Convert the data below into a Markdown table with two columns, Row and Line, giving each line its own numbered row. Leave out blank lines.
----- Supplied data
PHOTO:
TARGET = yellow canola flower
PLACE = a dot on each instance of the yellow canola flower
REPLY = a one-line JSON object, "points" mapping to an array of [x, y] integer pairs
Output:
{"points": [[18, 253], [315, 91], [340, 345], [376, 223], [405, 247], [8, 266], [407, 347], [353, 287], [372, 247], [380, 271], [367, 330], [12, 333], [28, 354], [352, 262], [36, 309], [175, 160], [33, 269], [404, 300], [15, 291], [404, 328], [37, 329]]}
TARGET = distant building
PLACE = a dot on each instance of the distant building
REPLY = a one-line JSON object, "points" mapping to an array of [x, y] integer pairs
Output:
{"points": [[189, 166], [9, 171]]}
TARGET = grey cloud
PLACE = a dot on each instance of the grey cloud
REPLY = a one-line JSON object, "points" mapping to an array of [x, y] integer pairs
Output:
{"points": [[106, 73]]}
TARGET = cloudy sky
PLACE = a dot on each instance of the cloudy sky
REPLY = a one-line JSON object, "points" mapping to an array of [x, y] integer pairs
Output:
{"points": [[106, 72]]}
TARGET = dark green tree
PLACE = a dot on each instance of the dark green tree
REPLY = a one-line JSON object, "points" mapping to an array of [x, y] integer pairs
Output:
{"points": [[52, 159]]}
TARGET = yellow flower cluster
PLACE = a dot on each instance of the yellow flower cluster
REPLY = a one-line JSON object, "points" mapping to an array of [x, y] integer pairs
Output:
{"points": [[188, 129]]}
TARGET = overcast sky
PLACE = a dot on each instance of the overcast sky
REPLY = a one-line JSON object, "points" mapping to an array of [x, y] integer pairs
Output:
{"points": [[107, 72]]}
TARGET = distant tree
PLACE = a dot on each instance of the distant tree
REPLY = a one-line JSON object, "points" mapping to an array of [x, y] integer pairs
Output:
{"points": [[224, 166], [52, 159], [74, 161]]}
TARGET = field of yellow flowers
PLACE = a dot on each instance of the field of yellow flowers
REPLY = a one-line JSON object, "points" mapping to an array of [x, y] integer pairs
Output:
----------
◆ Output for this task ◆
| Row | Line |
|---|---|
| 1 | PHOTO: |
| 2 | TARGET = yellow canola flower |
| 3 | PLACE = a dot on each instance of the yellow canola flower |
| 4 | REPLY = a one-line JSON object, "points" mapping to an array of [x, y] integer pairs |
| 5 | Output: |
| 6 | {"points": [[18, 253], [315, 91], [340, 345], [376, 223], [405, 247], [8, 266], [407, 347], [353, 287], [372, 247], [380, 271], [367, 330], [12, 333], [28, 354], [352, 262], [36, 309], [175, 160], [33, 269], [404, 300], [15, 291], [404, 328], [37, 329]]} |
| 7 | TARGET = distant building |
| 8 | PLACE = a dot on each instance of the distant building |
| 9 | REPLY = a one-line JSON object, "points" mapping to an array of [x, y] integer pairs |
| 10 | Output: |
| 11 | {"points": [[189, 166], [9, 171]]} |
| 12 | TARGET = grey cloud |
| 13 | PLACE = a dot on each instance of the grey cloud |
| 14 | REPLY = a one-line JSON object, "points" mapping to an array of [x, y] integer pairs |
| 15 | Output: |
| 16 | {"points": [[106, 73]]} |
| 17 | TARGET = cloudy sky |
| 18 | PLACE = a dot on each instance of the cloudy sky |
| 19 | REPLY = a one-line JSON object, "points" mapping to an array of [x, y] integer pairs |
| 20 | Output: |
| 21 | {"points": [[106, 72]]} |
| 22 | TARGET = dark green tree |
| 23 | PLACE = a dot on each instance of the dark green tree |
| 24 | REPLY = a one-line JSON object, "points" mapping to an array of [x, y] integer pairs |
| 25 | Output: |
| 26 | {"points": [[52, 159]]} |
| 27 | TARGET = yellow flower cluster |
| 28 | PLACE = a dot on each instance of the yellow flower cluster |
| 29 | REPLY = a one-line JSON object, "points" mapping to an array of [x, y] integer pairs |
| 30 | Output: |
| 31 | {"points": [[188, 129]]} |
| 32 | TARGET = overcast sky |
| 33 | PLACE = a dot on each instance of the overcast sky |
| 34 | REPLY = a one-line JSON object, "points" mapping to an array of [x, y] integer pairs |
| 35 | Output: |
| 36 | {"points": [[107, 72]]} |
| 37 | TARGET = distant tree |
| 38 | PLACE = a dot on each instance of the distant tree |
| 39 | REPLY = a one-line JSON object, "points" mapping to an array of [x, y] integer pairs |
| 40 | Output: |
| 41 | {"points": [[224, 166], [52, 159], [74, 161]]} |
| 42 | TARGET = field of yellow flowers |
| 43 | PLACE = a dot on each instance of the field of yellow flowers |
| 44 | REPLY = a one-line JSON object, "points" mapping to an array of [x, y] integer pairs |
| 45 | Output: |